- Stated task a
Please gather every line of the rows that holds the word "meadow" and copy each one out.

- Extract to read
________________

Looks like the parent is correct. I didn't believe this either, but it only takes ~30 seconds to test. I touched a file, used stat -c %Y to see the mtime, opened it in write mode via the python shell, wrote to it ^Z, ran stat, etc, etc.

$ uname -r
3.8.5-201.fc18.x86_64
$ touch foobar
$ stat -c %Y foobar
1416501313
$ python
Python 2.7.3 (default, Aug 9 2012, 17:23:57)
[GCC 4.7.1 20120720 (Red Hat 4.7.1-5)] on linux2
Type "help", "copyright", "credits" or "license" for more information.

>>> FH = open('foobar', 'w')
>>>
[1]+ Stopped python
$ stat -c %Y foobar
1416501321
$ fg
python

>>> FH.write('test\n')
>>>
[1]+ Stopped python
$ stat -c %Y foobar
1416501321
$ fg
python

>>> FH.write('test\n')
>>>
[1]+ Stopped python
$ stat -c %Y foobar
1416501321
$ fg
python

>>> FH.close()
>>>
$ stat -c %Y foobar
1416501347

Looks like the evidence points that indeed this is the case. Oh and if you're curious, this is on my Fedora 18 workstation (I'm too lazy to update) with a 3.8.5 kernel.

Mtime, too?

Posted Nov 20, 2014 16:58 UTC (Thu) by mthambi (guest, #51395) [Link] (2 responses)

FH.flush() is needed to make python do the system call.

After that mtime gets updated immediately. I am not sure whether it is actually written to disk.

Mtime, too?

Posted Nov 20, 2014 20:59 UTC (Thu) by jefftaylor (guest, #95911) [Link] (1 responses)

Alternatively, using the `os` (os.{open|write|close}) module gives direct access to the low level file access primitives. Particularly important when mucking around with HW drivers; the builtin `write` buffers into 4096B chunks which might wreak havoc if your goal is to send data over a wire.

Using the `os` module gives the expected behaviour (linux 3.17.2, F20)

$ uname -r
3.17.2-200.fc20.x86_64
$ touch test
$ stat -c %Y test
1416516686
$ python3
Python 3.3.2 (default, Nov 3 2014, 15:32:43)
[GCC 4.8.3 20140911 (Red Hat 4.8.3-7)] on linux
Type "help", "copyright", "credits" or "license" for more information.
>>> import os
>>> fd = os.open("test", os.O_WRONLY)
[2]+ Stopped python3
$ stat -c %Y test
1416516686 # Unchanged by os.open
$ fg
python3
>>> os.write(3, b"test\n")
5
[2]+ Stopped python3
$ stat -c %Y test
1416516760 # Changed by os.write
$ fg
python3
>>> os.write(3, b"test2\n")
6
[2]+ Stopped python3
$ stat -c %Y test
1416516780 # Changed by os.write
$ fg
python3
>>> os.close(3)
[2]+ Stopped python3
$ stat -c %Y test
1416516780 # Unchanged by os.close

Mtime, too?

________________

- Stated task b
Rewrite the part of the thread that begins at the words "Posted Nov 20, 2014 20:59" and stops after "over a wire.", substituting "blocks" for "chunks".

________________

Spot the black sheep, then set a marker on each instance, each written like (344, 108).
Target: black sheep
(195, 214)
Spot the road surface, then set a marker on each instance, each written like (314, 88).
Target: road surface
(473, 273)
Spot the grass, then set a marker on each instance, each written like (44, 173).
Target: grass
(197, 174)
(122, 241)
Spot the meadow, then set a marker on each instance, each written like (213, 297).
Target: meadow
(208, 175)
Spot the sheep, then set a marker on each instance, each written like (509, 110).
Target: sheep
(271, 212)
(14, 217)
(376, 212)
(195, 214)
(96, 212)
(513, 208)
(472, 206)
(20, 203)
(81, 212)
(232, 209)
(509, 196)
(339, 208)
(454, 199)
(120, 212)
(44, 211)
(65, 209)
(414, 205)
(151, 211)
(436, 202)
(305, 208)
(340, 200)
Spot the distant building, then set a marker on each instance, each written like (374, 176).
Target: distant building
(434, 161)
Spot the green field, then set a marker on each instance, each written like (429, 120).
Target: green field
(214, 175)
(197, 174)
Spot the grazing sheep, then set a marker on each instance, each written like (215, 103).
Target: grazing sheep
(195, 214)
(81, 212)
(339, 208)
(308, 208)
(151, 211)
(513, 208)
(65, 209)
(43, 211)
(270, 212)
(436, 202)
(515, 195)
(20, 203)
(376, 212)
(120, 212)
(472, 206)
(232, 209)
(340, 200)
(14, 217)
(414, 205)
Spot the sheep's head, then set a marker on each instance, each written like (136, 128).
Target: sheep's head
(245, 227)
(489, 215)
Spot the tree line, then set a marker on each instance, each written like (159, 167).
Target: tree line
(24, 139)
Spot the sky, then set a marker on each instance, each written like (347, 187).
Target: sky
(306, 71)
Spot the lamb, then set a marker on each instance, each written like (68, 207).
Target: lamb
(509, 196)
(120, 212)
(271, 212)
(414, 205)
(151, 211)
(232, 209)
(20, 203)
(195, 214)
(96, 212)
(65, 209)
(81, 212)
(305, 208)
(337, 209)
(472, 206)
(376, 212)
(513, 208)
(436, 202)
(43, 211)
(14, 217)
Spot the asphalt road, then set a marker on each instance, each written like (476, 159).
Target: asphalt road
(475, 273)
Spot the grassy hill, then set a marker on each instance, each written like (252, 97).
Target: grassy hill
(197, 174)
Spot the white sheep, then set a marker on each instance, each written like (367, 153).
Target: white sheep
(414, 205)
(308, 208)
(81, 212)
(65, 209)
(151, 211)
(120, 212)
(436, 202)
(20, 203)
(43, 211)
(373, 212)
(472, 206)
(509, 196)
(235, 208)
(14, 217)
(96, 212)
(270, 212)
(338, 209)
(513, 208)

________________

- Expected answer a
Spot the meadow, then set a marker on each instance, each written like (213, 297).
Target: meadow

- Expected answer b
Posted Nov 20, 2014 20:59 UTC (Thu) by jefftaylor (guest, #95911) [Link] (1 responses)

Alternatively, using the `os` (os.{open|write|close}) module gives direct access to the low level file access primitives. Particularly important when mucking around with HW drivers; the builtin `write` buffers into 4096B blocks which might wreak havoc if your goal is to send data over a wire.